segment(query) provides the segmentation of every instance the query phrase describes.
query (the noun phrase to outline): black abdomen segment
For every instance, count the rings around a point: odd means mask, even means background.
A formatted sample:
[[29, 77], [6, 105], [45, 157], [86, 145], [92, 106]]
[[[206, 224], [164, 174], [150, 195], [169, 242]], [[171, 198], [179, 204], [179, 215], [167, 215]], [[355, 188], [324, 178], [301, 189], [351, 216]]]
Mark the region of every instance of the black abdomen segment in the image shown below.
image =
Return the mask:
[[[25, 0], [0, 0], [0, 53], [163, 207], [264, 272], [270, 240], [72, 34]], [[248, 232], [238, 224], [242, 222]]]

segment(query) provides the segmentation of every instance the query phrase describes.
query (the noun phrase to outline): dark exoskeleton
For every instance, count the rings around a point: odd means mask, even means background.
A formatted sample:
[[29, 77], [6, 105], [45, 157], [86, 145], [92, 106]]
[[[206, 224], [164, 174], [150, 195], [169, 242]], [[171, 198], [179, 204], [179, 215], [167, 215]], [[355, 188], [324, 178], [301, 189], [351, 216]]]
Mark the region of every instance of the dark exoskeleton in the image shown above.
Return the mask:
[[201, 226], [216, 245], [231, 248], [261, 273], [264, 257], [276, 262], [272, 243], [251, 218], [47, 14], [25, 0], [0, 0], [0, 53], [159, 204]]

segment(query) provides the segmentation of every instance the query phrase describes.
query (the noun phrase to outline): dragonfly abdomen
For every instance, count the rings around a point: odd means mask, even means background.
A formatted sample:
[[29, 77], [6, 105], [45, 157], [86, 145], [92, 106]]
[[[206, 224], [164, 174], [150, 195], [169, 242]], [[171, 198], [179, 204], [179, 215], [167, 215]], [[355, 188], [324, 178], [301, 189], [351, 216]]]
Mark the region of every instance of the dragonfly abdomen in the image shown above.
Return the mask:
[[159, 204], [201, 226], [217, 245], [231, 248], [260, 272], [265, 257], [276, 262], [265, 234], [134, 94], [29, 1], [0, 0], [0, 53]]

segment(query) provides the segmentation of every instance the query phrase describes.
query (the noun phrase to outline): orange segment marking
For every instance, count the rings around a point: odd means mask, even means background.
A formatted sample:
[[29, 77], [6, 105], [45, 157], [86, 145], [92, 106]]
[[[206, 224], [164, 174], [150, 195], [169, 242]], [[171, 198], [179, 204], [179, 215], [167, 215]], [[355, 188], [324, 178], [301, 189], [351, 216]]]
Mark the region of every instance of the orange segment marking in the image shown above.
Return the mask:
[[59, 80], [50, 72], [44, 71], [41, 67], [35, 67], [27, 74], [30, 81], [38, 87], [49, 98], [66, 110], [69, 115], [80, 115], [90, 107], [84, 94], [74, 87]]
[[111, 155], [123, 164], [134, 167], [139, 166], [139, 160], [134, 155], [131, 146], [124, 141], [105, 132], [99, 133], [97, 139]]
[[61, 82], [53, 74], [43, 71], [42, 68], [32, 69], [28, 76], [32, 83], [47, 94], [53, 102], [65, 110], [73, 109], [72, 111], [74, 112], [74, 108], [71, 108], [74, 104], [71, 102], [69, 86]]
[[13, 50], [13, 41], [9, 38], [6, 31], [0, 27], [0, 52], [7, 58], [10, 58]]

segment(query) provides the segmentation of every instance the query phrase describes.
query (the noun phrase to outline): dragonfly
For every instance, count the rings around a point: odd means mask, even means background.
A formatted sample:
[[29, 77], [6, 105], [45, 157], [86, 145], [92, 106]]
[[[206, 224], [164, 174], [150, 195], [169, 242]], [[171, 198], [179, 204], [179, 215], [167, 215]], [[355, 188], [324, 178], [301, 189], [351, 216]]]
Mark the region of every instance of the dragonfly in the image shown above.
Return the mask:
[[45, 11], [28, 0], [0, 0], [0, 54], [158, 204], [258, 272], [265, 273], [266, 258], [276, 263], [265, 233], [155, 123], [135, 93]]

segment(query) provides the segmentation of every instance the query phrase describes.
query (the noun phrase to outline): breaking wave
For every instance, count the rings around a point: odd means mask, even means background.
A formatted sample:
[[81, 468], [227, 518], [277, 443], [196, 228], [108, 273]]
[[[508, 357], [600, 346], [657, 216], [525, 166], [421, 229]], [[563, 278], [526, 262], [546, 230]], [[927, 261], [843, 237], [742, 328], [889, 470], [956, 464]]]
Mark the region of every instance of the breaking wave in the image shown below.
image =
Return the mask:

WHAT THE TASK REQUIRES: Copy out every line in the entries above that holds "abdomen".

YOUR SOLUTION:
query (the noun phrase to outline): black abdomen segment
Mark the region of every instance of the black abdomen segment in the image shown below.
query (the noun phrase to outline): dragonfly abdomen
Mark the region of every instance of the dragonfly abdomen in the image shown above.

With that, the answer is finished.